- **TEXT**
────────────────────

For innumerable evils have compassed me about: mine iniquities have taken hold upon me, so that I am not able to look up; they are more than the hairs of mine head: therefore my heart faileth me. For mine iniquities are gone over mine head: as an heavy burden they are too heavy for me. And the publican, standing afar off, would not lift up so much as his eyes unto heaven, but smote upon his breast, saying, God be merciful to me a sinner. ~ Psalm 40:12, Psalm 38:4, Luke 18:13
And he cried, saying, Jesus, thou Son of David, have mercy on me. ~ Luke 18:38
Be pleased, O LORD, to deliver me: O LORD, make haste to help me. My flesh and my heart faileth: but God is the strength of my heart, and my portion for ever.
~ Psalm 40:13, Psalm 73:26
The Rise and Progress of Religion in the Soul. Illustrated In a Course of Serious and Practical Addresses Suited to Persons Of Every Character and Circumstance: With a Devout Meditation, Or Prayer, Subjoined to Each Chapter, by Philip Doddridge, D.D..

────────────────────

- **OBJECTIVE**
In the verses above, why does the speaker say "my heart faileth me"? Answer in one to three sentences.

- **RECORDED INFORMATION**
────────────────────

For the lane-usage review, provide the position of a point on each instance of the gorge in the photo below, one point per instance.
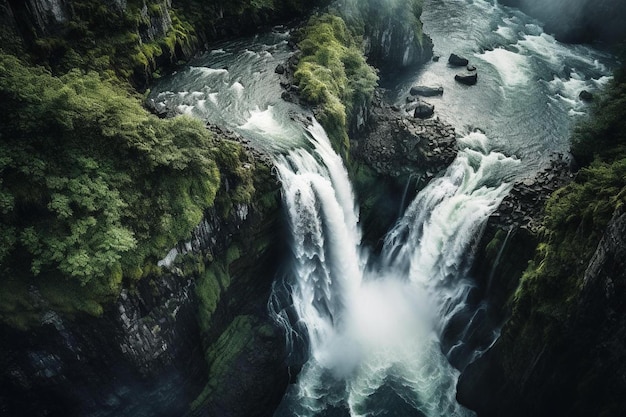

────────────────────

- **WRITTEN ANSWER**
Innumerable evils surround the speaker, and the speaker's iniquities have taken such hold that looking up is impossible. Those iniquities are more than the hairs of the speaker's head, and the verse says "therefore my heart faileth me."